SELECTED EXCERPT START
What it does and why:

The build guard only compiles llama.cpp when there is no existing binary, or when REBUILD=1 is set. Since the source is bind-mounted from the host, the build survives container restarts and you are not recompiling on every boot. The sleep 9999 on build failure keeps the container alive so you can exec in and read the error instead of it dying immediately.

vulkaninfo --summary before launch is the sanity check. You want to see two RADV GFX1201 devices and the Tesla V100 listed before the server starts. If the V100 is missing, the GLVND or runtime setup is wrong, and there is no point continuing.

The important server flags for this setup:

--split-mode layer is the whole point, layer split model parallelism. Each card holds a contiguous block of the model's layers.
-ngl 99999 offloads all layers to GPU. Any number larger than the layer count means "all of them".
--main-gpu 2 puts the output and scratch tensors on one of the R9700s rather than the slower V100.
-ctk q8_0 -ctv q8_0 quantises the KV cache to 8 bit, halving its memory footprint versus f16. This matters at the 262144 context size set here.
SELECTED EXCERPT END
PROVIDED RECORDS START
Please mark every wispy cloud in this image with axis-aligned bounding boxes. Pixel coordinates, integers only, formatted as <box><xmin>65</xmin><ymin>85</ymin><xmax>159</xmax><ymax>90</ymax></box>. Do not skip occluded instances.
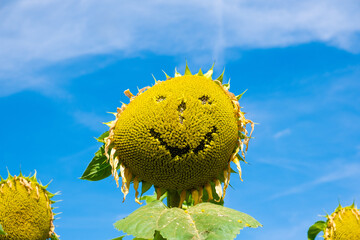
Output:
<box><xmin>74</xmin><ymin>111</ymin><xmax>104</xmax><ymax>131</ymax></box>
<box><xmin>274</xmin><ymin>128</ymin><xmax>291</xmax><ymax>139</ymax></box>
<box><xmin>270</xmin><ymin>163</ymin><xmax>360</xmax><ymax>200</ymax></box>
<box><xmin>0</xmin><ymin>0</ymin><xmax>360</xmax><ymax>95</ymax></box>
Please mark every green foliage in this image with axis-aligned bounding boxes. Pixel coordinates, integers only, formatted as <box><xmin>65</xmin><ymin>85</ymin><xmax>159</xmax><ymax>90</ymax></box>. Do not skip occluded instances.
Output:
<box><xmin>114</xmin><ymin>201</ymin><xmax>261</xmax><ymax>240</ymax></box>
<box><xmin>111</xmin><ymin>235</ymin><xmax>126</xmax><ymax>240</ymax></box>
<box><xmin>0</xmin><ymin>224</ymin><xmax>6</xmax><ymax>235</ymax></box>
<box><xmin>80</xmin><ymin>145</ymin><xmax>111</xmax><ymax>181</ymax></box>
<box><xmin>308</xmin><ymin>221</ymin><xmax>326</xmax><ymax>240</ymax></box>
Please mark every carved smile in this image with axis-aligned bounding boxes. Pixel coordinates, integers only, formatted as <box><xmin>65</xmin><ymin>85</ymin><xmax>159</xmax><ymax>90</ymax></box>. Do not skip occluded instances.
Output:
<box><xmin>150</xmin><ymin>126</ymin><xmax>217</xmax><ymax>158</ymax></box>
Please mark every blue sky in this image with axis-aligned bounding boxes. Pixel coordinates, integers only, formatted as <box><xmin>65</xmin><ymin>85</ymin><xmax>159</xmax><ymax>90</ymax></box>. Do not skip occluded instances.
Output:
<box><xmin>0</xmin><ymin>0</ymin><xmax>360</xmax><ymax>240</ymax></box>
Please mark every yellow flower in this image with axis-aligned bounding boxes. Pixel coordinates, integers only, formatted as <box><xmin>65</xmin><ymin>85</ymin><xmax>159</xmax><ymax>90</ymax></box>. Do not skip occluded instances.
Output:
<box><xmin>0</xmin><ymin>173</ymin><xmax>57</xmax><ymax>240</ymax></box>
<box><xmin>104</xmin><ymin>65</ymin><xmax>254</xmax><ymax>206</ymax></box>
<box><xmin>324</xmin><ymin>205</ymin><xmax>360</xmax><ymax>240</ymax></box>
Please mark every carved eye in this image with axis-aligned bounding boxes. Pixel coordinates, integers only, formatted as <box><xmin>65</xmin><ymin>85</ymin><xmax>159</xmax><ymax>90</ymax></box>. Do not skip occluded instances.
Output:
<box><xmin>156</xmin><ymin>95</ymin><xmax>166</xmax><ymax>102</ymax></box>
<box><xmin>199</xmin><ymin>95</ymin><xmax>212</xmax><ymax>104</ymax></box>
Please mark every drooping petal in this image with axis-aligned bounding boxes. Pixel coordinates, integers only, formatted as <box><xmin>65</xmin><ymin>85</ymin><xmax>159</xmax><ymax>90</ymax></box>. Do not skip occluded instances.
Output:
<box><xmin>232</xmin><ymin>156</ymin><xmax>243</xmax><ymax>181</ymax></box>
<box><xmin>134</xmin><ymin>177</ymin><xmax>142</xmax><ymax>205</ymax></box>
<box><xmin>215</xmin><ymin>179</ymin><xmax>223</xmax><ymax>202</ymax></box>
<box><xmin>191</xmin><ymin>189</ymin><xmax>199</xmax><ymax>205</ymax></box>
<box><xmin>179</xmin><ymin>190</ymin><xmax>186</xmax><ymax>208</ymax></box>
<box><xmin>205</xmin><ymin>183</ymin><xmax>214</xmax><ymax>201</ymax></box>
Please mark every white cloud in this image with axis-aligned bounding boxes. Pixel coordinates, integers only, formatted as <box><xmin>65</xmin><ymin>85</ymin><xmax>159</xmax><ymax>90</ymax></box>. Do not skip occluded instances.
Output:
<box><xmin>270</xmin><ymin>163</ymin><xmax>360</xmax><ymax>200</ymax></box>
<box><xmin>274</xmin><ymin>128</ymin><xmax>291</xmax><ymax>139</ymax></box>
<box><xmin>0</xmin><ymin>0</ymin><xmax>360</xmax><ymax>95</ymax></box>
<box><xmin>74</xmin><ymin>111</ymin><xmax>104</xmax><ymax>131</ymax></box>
PROVIDED RECORDS END
## WHAT THE TASK REQUIRES:
Copy everything in the llama.cpp notes from "-ngl 99999 offloads" down to "the slower V100.", renaming "scratch tensors" to "scratch buffers".

## FINAL ANSWER:
-ngl 99999 offloads all layers to GPU. Any number larger than the layer count means "all of them".
--main-gpu 2 puts the output and scratch buffers on one of the R9700s rather than the slower V100.